▸ To do: Restate, word for word, every line of the data.

— Start —

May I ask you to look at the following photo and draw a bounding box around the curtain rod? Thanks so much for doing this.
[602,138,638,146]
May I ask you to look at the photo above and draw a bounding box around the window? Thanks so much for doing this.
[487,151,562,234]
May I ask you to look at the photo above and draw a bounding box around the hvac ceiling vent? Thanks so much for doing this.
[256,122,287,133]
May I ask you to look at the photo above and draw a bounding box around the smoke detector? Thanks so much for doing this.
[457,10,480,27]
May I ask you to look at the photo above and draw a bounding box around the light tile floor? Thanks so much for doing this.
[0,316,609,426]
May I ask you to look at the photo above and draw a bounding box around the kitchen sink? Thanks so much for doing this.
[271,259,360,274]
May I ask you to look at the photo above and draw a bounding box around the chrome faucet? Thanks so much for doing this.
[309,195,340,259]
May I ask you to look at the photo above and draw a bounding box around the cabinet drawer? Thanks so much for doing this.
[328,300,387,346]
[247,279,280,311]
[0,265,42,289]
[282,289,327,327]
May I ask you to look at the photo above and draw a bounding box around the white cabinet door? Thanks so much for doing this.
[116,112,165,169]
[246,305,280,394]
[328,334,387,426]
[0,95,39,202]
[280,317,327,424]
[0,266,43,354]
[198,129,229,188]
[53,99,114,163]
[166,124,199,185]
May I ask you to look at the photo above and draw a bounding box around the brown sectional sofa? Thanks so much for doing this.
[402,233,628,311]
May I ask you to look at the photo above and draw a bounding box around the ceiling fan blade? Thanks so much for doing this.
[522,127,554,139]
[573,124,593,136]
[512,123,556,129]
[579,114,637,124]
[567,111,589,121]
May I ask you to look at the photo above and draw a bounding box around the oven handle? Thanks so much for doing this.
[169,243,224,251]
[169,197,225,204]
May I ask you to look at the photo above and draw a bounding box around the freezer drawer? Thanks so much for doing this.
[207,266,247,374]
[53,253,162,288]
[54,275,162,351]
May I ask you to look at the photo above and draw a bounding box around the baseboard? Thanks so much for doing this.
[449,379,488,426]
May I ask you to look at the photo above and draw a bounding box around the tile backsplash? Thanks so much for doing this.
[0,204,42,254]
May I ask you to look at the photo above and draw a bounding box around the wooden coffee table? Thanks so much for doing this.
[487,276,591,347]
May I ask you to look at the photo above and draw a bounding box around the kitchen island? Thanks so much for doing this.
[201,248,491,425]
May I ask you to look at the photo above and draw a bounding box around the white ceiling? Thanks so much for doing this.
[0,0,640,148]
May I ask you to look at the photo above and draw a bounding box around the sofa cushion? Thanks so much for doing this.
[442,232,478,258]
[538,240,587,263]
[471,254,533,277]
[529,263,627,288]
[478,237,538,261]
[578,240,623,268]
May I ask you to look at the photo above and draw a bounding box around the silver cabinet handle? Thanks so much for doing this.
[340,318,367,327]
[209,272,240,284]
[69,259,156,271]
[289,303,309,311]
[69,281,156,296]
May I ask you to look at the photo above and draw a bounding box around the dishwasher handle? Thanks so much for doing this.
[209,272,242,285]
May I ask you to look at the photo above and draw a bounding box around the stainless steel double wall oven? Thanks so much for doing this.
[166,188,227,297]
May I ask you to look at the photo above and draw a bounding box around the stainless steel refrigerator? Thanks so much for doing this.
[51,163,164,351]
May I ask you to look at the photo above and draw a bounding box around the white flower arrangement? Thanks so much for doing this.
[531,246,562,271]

— End —

▸ Answer to the problem:
May I ask you to look at the following photo and draw a bounding box around the curtain rod? Thanks so much for doing this.
[602,138,638,146]
May I ask you to look at the photo above and draw a bounding box around the window? Thanks so much for doing this.
[487,151,562,234]
May I ask you to look at the photo above and draw a bounding box around the hvac ceiling vent? Thanks so much for doing this.
[256,122,287,133]
May I ask you to look at the photo above and draw a bounding box around the smoke detector? Thanks so much for doing this.
[457,10,480,27]
May I ask you to look at the photo above and draw a bounding box around the light tile floor? Thanks so much for doing this.
[0,316,609,426]
May I ask you to look at the photo above and draw a bounding box around the kitchen sink? Thanks so much for doing this.
[271,259,360,274]
May I ask you to look at the photo above and draw a bounding box around the chrome faucet? Thanks so much for doing this.
[309,195,340,259]
May I ask you to look at the photo above and draw a bounding box around the cabinet drawer? Thanks so much for doing this.
[328,300,387,346]
[247,279,280,311]
[0,265,42,289]
[282,289,327,327]
May I ask you to look at the photo above and draw a bounding box around the white cabinet door? Thanks so much for doing this.
[116,112,165,169]
[246,305,280,394]
[328,334,387,426]
[0,95,39,202]
[280,317,327,424]
[0,266,43,354]
[198,129,229,188]
[53,99,114,163]
[166,124,199,185]
May I ask you to look at the photo above and draw a bounding box around the brown sectional sofa? Thanks so much for doing this.
[402,233,628,311]
May I ask you to look at the photo above and draw a bounding box around the ceiling fan blade? Thanks so much for doing this.
[522,127,554,139]
[573,124,593,136]
[512,123,556,129]
[579,114,637,124]
[567,111,589,121]
May I ask you to look at the photo above and draw a bounding box around the oven handle? Thanks so much for doing this.
[169,243,224,251]
[169,197,225,204]
May I ask you to look at the photo above and draw a bounding box around the freezer drawer? Thanks so much for doing this.
[207,266,247,374]
[53,253,162,288]
[54,275,162,351]
May I ask you to look at the photo above and draw a bounding box around the baseboard? Thanks so much for doing this.
[449,379,488,426]
May I ask you to look at the photo above and draw a bounding box around the tile backsplash? Thanks so much for doing this.
[0,204,42,254]
May I ask you to look at the photo above and draw a bounding box around the wooden coffee table? Thanks so much for doing this.
[487,276,591,347]
May I ask you to look at the photo above and draw a bounding box around the kitchen island? Thanks so much for doing this.
[201,248,491,425]
May I ask you to look at the photo above and draw a bounding box around the white ceiling? Thanks so much for doing this.
[0,0,640,148]
May I ask you to look at the photo above and draw a bounding box around the sofa cushion? Thanks so much for doing this.
[442,232,478,258]
[538,240,587,263]
[471,254,533,277]
[529,263,627,288]
[478,237,538,261]
[578,240,623,268]
May I ask you to look at the photo above and draw a bounding box around the silver cabinet handle? Thanks so much for doing this.
[340,318,367,327]
[209,272,240,284]
[69,259,156,271]
[289,303,309,311]
[69,281,156,296]
May I ask you to look at the photo above and draw a bounding box around the dishwasher handle? Thanks so much for doing this.
[209,272,242,285]
May I ask you to look at the photo above and draw a bounding box around the stainless steel double wall oven? Thanks so much for doing this.
[166,188,227,297]
May I ask you to look at the photo above and draw a bounding box around the stainless steel refrigerator? Thanks so much for doing this.
[51,163,164,351]
May I ask you to look at the photo above and draw a bounding box around the white flower arrangement? Thanks so much for doing this.
[531,246,562,271]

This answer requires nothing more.